• _SELECTION_:

+ + + + +

Climbing Venues



New Hampshire

Rumney Rocks – Located on the southern edge of the White Mountain National Forest in Rumney, NH, this venue encompasses about 30 crags and over 700 established climbing routes.  While the bulk of the climbing is sport, there are also over 250 bolder problems and many, mostly older, trad routes. The climbing is diverse and well suited for the first timer to the high end project seeker. The rock encompasses mostly schist which provides excellent well defined holds in a stunning variety of sequences.

Franconia Notch

New Hampshire

The rock climbing includes the classic lines on Cannon Cliff, the single pitch trad routes of Echo Crag, the amazing position of Artist’s Bluff and the alpine routes on Eagle Cliff including the Eaglet, New Hampshire’s only free standing spire.  The climbing ranges from easy/moderate top roping to long multi-pitch ascents. Rock Climbing here on the exceptional alpine rock is our personal favorite. Of all the places we have climbed around the world, rock climbing in Franconia Notch is hard to match almost anywhere.

+ + + + +

• _INSTRUCTIONS_:
(a) According to the climbing venues text, how many established climbing routes does Rumney Rocks have?
(b) Pick out every line of the rows that contains the word "apple".
The climbing venues text and the rows come from two unrelated sources.

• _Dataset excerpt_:
+ + + + +

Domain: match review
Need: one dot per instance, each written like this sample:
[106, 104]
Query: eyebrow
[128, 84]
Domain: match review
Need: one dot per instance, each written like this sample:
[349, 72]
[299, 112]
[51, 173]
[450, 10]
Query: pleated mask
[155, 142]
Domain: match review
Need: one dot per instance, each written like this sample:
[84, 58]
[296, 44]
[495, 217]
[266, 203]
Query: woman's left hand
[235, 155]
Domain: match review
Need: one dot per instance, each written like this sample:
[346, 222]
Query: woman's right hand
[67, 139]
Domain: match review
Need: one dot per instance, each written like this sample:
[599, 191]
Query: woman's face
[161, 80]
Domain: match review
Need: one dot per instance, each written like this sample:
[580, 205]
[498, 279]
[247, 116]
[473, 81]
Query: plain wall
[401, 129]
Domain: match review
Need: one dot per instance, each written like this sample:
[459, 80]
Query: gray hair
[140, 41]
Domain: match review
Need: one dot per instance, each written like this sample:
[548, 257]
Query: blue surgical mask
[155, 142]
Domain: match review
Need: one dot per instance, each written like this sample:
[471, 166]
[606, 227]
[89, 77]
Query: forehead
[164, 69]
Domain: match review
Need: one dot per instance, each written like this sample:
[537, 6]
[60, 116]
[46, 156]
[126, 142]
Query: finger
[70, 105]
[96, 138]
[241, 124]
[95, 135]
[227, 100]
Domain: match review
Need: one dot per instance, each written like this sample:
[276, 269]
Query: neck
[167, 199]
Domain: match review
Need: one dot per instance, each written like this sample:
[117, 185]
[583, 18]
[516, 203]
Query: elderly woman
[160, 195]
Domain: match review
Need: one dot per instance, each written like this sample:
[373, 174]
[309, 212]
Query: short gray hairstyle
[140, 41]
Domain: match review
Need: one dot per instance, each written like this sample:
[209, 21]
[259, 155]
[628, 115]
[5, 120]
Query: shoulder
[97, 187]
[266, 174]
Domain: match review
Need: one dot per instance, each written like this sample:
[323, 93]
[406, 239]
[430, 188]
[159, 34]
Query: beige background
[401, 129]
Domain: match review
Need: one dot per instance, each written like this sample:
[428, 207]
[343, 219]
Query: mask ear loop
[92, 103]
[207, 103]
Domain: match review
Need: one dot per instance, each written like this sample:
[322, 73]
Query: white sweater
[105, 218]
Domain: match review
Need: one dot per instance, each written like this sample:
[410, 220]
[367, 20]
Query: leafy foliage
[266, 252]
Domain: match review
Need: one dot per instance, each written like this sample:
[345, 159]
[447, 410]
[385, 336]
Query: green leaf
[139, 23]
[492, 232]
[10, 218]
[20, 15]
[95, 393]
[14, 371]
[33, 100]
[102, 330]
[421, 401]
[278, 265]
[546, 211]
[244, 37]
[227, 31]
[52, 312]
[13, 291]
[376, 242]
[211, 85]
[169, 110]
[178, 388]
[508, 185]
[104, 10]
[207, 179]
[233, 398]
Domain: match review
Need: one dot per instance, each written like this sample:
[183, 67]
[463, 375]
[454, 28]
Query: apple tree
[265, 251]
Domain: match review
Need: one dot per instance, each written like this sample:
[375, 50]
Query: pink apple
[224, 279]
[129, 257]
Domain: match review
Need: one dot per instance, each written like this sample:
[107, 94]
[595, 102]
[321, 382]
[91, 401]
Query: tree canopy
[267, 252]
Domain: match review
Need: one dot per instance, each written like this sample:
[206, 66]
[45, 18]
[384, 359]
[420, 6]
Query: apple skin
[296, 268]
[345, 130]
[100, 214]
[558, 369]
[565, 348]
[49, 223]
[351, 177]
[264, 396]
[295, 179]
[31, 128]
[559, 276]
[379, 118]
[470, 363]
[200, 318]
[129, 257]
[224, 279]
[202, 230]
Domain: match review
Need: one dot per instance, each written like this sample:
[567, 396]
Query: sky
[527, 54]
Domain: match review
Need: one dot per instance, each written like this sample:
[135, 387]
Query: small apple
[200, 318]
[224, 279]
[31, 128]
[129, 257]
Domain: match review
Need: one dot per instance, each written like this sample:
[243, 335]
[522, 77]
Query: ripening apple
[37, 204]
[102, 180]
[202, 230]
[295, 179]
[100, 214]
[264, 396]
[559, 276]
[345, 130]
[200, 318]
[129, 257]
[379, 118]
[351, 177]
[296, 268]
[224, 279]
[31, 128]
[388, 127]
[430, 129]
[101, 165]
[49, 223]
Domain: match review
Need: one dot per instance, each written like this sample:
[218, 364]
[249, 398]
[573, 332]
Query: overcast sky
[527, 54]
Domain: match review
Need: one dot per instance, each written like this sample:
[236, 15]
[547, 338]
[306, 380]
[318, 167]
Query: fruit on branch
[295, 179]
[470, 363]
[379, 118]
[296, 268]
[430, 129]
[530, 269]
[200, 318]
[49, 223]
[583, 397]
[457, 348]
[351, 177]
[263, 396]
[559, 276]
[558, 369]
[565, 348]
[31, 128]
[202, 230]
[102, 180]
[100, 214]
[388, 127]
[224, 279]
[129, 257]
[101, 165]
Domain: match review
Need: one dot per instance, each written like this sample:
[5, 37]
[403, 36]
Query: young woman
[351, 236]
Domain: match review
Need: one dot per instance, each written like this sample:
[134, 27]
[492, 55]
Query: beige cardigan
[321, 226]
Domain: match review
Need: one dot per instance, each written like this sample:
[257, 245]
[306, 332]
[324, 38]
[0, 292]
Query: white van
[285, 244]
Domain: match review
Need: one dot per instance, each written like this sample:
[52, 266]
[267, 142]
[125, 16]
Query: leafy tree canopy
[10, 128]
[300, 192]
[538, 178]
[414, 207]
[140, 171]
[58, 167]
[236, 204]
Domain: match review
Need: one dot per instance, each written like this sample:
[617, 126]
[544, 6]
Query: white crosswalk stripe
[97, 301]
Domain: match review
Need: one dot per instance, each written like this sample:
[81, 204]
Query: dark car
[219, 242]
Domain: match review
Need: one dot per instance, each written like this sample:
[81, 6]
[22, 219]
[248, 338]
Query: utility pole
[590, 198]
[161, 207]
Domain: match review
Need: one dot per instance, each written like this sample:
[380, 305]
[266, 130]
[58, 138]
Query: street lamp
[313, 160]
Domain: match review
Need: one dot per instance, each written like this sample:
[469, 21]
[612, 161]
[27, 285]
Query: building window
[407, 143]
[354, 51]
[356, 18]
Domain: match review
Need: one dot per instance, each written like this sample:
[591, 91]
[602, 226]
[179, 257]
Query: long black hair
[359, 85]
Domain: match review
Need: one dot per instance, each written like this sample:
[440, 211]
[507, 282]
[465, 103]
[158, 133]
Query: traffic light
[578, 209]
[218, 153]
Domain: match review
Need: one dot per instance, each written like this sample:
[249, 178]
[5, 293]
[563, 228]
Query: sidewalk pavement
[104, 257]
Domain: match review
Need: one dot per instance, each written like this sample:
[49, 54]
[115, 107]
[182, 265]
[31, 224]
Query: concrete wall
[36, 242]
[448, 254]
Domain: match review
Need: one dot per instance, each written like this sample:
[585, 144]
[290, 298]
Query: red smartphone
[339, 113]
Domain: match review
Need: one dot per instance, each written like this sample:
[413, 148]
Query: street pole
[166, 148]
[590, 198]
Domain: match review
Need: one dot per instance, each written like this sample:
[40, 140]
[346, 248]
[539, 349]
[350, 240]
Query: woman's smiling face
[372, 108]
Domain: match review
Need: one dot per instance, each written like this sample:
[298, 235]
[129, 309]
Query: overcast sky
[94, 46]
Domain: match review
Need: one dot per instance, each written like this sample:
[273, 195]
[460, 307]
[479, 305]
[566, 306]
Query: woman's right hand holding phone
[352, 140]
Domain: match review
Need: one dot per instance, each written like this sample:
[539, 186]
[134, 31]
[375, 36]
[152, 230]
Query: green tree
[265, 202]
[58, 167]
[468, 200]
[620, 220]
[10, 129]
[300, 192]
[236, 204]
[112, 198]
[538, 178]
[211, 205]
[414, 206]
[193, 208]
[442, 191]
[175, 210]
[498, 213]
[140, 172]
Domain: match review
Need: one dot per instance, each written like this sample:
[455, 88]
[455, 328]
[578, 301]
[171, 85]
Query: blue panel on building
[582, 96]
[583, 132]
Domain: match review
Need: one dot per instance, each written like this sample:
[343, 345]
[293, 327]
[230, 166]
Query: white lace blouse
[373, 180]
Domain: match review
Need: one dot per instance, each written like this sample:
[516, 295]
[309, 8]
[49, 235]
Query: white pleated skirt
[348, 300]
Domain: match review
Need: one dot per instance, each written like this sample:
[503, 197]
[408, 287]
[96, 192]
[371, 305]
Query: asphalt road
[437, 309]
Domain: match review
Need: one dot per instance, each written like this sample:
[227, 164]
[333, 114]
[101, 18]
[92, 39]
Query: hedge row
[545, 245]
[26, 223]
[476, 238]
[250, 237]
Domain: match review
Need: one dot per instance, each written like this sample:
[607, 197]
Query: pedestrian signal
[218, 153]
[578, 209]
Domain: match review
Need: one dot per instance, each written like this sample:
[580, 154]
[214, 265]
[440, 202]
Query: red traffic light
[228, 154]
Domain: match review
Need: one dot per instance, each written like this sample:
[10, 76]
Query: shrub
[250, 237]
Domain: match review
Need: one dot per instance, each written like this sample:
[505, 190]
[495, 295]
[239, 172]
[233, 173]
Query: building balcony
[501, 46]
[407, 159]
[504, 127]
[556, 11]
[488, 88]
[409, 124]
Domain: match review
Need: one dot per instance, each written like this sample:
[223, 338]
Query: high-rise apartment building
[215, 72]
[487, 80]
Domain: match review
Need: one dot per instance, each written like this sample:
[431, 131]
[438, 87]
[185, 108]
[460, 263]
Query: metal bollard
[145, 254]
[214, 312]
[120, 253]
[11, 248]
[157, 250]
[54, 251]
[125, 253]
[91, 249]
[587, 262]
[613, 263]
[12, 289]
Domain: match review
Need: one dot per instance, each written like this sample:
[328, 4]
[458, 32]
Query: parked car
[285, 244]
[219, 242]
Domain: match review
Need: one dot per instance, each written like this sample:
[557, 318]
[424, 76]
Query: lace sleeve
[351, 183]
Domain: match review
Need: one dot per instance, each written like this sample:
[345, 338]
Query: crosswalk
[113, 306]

+ + + + +

• _ANSWERS_:
(a) Over 700.

(b)
Query: apple tree
Query: pink apple
Query: apple skin
Query: small apple
Query: ripening apple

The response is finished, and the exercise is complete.